__Отрывок__:
Летом 1866 года Некрасов остался «без работы»: «Современник» (вместе с «Русским словом») был запрещен. Он еще успеет опубликовать сатирический цикл «Песни о свободном слове». Он еще успеет их даже публично прочитать: на что требовалось особое позволение. Он еще успеет (после второго предупреждения) сам снова попроситься «под цензуру». Хотя и не успеет под нее попасть: ему откажут.
Юридическими обоснованиями журнальных запрещений власть себя не утрудила: «вследствие доказанного с давнего времени вредного их направления».
Кстати, когда стало известно о запрещении «Современника» и было объявлено о возвращении подписных денег, то чисто русским, пассивным, но все же протестом и знаком сочувствия журналу стал почти повсеместный отказ взять эти деньги.
Удивительно, как все вернулось на круги своя. Не отсюда ли у Некрасова желание снова поворошить опыт 40-х годов: в сценах из лирической комедии «Медвежья охота», в стихах «Человек сороковых годов»... Опять встал перед ним образ Белинского.
И Некрасов начал снова, как когда-то, четверть века назад, во времена «Физиологии Петербурга» и «Петербургского сборника», — со сборников. «Ко мне неожиданно, — сообщает матери Д. И. Писарев, — явился книгопродавец Звонарев (Некрасов вел с ним некоторые издательские дела. — Н. С.) и сообщил мне, что Некрасов желал бы повидаться со мною для переговоров о сборнике, который он намерен издать осенью».
Характерно и обращение к Писареву, несмотря на недавнюю полемику его с «Современником»: все же самому живому, что осталось в крепко поизмельчавшей критике.
Но, конечно, в сравнении с сороковыми годами многое и изменилось. Были деньги. Тому же Писареву, когда тот попросил 50 рублей за лист — то, что он получал в «Русском слове», Некрасов ответил, что никогда не решится предложить ему такую плату, и тут же определил ее в 75 рублей.
Но вроде похожая на старую история со сборниками повторялась уже ускоренными темпами и на новой основе.

__Задание A__:
Почему, согласно отрывку о Некрасове, он обратился к Писареву, хотя тот недавно полемизировал с «Современником»?
__Задание B__:
Какую плату за лист Некрасов назначил Писареву, если верить отрывку о Некрасове?

__Исходные данные__:

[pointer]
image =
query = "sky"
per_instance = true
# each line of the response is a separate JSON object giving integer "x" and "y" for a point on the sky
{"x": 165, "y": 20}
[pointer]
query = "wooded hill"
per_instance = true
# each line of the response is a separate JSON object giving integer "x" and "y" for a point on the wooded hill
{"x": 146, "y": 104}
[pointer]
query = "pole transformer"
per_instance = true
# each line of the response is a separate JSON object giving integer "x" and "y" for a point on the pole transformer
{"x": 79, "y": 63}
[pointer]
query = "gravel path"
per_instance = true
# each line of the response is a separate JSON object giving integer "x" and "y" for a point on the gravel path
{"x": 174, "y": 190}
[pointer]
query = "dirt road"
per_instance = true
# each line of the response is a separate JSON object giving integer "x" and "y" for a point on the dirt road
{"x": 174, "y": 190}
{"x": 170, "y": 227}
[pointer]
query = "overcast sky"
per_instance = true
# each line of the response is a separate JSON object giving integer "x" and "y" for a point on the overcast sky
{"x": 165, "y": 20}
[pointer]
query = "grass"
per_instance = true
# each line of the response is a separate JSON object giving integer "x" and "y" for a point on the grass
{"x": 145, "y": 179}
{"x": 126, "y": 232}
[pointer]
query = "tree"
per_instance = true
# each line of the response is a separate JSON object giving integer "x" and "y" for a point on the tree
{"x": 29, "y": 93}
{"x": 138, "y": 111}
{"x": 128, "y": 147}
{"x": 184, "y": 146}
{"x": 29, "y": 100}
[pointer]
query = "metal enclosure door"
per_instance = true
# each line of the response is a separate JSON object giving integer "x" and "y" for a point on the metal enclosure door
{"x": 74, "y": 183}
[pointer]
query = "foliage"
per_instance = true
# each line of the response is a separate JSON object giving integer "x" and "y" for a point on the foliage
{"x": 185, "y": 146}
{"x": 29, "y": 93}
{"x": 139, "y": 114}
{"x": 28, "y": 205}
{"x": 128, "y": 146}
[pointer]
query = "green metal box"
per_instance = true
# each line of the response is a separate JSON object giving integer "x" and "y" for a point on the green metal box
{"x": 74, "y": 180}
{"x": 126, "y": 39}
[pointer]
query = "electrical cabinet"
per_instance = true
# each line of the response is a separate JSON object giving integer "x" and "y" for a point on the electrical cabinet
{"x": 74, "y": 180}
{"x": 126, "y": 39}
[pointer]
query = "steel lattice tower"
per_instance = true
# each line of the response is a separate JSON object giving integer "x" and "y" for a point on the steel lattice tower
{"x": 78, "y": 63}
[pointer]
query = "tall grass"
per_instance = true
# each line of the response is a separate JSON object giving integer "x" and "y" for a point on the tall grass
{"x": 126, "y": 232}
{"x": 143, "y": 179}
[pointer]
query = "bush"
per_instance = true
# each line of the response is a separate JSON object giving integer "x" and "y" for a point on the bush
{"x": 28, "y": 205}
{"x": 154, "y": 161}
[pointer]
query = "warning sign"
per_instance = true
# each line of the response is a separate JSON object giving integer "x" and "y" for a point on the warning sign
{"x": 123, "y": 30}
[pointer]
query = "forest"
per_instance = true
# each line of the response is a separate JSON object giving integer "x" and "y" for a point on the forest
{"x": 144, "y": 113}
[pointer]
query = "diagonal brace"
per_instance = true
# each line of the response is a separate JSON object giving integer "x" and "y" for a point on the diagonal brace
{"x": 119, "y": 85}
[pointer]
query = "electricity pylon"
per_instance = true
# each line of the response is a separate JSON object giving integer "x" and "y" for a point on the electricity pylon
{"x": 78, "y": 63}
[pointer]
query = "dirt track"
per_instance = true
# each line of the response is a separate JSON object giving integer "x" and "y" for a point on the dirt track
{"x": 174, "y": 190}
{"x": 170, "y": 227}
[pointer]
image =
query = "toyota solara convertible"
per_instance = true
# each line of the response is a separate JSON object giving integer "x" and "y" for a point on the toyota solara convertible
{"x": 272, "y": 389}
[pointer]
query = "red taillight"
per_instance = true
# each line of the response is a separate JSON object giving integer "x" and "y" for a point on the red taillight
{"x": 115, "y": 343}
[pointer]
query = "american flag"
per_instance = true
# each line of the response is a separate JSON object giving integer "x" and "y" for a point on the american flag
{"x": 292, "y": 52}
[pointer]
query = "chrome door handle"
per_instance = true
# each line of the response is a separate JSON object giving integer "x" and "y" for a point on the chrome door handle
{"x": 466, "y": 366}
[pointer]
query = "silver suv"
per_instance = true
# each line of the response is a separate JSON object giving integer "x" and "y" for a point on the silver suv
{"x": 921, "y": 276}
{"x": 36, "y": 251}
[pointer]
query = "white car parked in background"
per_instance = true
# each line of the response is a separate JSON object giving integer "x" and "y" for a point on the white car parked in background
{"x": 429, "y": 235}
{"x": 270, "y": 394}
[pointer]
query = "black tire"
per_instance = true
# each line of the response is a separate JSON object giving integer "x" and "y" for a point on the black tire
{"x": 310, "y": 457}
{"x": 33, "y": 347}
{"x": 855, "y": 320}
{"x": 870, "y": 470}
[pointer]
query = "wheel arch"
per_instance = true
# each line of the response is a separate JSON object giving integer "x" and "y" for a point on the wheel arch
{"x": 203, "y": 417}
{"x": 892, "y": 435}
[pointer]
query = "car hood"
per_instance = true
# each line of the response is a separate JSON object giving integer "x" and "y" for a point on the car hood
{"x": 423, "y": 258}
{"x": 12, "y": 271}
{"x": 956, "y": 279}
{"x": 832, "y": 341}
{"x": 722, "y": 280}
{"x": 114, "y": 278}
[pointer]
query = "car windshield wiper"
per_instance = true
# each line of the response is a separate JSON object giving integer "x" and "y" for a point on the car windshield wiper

__Ответ A__:
Писарев был самым живым из того, что еще оставалось в сильно измельчавшей критике.

__Ответ B__:
75 рублей за лист.